─── DATASET

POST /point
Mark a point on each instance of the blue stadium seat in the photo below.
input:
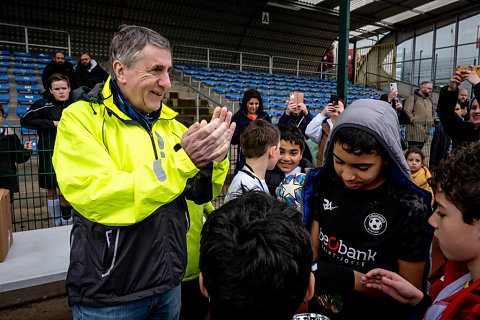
(27, 131)
(22, 54)
(34, 145)
(28, 88)
(4, 98)
(22, 65)
(28, 98)
(4, 87)
(23, 79)
(45, 61)
(20, 110)
(43, 55)
(24, 59)
(26, 72)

──────

▸ DIRECTIONS FOR THIS TASK: Can you give every line of the entries again, requests included, but multiply each point coordinate in the answers by 1.1 and round to whole numbers, with halves rounded up? Leave the pictures out.

▸ ANSWER TO THE TASK:
POST /point
Mark a point on each instance of the blue stadium seat in the photo below.
input:
(30, 144)
(24, 59)
(37, 160)
(31, 97)
(4, 108)
(24, 72)
(31, 108)
(4, 96)
(25, 87)
(50, 67)
(22, 121)
(47, 61)
(26, 65)
(29, 79)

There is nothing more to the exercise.